Find every line in the items below that contains the word "green", and copy each of those lines.

--- SUPPLIED INFORMATION ---

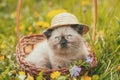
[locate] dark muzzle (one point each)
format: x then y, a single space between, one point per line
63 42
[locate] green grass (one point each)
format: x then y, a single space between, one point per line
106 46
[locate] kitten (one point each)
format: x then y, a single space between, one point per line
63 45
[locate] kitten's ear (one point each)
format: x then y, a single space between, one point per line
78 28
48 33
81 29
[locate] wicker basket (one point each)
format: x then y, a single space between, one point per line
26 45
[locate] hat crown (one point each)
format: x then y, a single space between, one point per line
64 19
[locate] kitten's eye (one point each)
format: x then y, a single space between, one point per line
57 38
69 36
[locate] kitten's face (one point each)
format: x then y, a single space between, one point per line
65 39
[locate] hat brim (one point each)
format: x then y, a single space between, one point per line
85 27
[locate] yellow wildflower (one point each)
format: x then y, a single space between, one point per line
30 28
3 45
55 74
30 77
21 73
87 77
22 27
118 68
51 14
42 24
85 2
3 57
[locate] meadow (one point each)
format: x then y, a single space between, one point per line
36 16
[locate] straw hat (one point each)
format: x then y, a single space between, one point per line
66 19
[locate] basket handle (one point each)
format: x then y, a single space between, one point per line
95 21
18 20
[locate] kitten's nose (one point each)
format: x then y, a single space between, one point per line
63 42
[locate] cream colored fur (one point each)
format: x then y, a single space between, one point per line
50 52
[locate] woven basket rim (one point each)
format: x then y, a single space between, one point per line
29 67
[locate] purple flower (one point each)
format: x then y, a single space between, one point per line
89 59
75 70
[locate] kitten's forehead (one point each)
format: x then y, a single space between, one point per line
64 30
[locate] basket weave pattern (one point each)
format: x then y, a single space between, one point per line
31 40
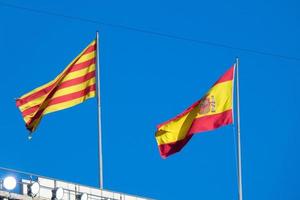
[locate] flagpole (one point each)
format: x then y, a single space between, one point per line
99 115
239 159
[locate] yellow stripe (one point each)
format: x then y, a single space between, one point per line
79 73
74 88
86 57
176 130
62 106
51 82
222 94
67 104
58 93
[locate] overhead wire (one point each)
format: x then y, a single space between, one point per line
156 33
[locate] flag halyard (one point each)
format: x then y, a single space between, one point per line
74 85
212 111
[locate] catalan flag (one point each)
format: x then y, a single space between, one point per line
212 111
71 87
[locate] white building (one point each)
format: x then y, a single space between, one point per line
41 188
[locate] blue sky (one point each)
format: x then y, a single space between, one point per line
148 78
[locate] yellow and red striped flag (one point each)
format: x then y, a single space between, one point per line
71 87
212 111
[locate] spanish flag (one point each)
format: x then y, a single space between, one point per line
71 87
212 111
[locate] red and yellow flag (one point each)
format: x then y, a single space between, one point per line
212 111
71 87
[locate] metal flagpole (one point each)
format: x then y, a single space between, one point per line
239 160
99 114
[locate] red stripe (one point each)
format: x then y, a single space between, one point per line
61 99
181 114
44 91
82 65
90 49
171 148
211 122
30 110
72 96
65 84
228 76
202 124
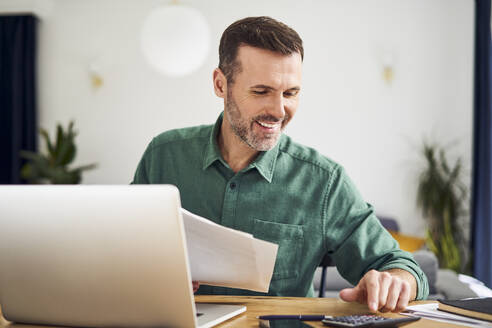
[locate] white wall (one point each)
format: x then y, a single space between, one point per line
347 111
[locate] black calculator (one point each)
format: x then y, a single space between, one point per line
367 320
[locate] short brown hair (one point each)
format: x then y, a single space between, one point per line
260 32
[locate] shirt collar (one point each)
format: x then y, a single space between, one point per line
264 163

---
--- SUPPLIED INFORMATION ---

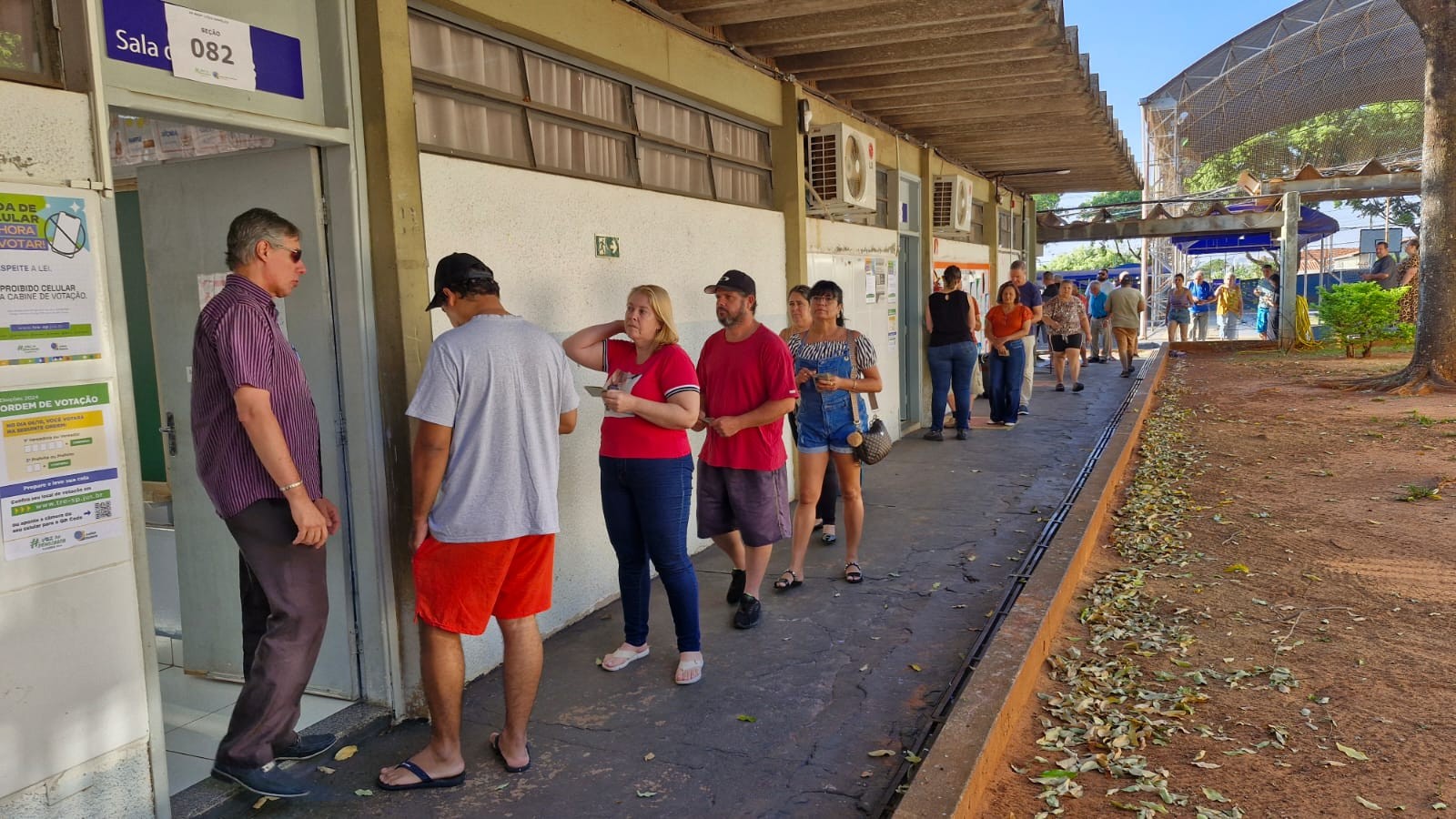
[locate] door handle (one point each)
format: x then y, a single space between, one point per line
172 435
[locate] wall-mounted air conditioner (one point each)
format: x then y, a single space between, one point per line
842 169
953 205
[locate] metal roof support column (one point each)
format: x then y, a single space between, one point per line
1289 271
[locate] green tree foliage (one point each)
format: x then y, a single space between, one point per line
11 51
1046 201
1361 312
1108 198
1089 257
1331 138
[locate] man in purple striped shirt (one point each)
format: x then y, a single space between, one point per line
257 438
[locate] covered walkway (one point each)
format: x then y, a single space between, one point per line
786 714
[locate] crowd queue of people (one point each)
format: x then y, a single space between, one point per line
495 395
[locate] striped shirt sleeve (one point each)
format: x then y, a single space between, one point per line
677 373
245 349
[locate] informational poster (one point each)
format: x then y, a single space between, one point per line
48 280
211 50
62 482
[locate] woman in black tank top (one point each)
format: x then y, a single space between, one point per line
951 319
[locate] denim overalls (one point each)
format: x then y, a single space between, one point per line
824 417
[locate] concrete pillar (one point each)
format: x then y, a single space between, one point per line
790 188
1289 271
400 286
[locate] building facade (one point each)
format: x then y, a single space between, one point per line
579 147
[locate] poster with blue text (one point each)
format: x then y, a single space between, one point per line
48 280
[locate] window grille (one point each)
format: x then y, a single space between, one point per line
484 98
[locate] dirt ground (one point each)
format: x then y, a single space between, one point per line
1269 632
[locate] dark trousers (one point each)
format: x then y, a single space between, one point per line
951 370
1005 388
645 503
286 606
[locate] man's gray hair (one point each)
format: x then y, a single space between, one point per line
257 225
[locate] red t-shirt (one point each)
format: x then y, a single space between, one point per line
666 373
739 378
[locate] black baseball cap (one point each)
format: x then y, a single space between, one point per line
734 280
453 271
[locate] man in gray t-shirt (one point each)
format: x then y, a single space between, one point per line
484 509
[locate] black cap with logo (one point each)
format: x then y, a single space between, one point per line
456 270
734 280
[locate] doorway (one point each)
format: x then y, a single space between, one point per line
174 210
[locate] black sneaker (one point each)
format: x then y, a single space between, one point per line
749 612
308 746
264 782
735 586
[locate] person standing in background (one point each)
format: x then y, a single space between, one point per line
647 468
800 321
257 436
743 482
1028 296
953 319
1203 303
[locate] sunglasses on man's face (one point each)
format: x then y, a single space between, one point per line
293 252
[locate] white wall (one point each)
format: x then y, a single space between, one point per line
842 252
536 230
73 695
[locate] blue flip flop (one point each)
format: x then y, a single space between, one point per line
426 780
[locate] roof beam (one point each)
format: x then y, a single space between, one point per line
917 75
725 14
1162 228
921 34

---

EXERCISE SOLUTION:
[locate] green grass (one point each)
[locate] green tree foliage (one point each)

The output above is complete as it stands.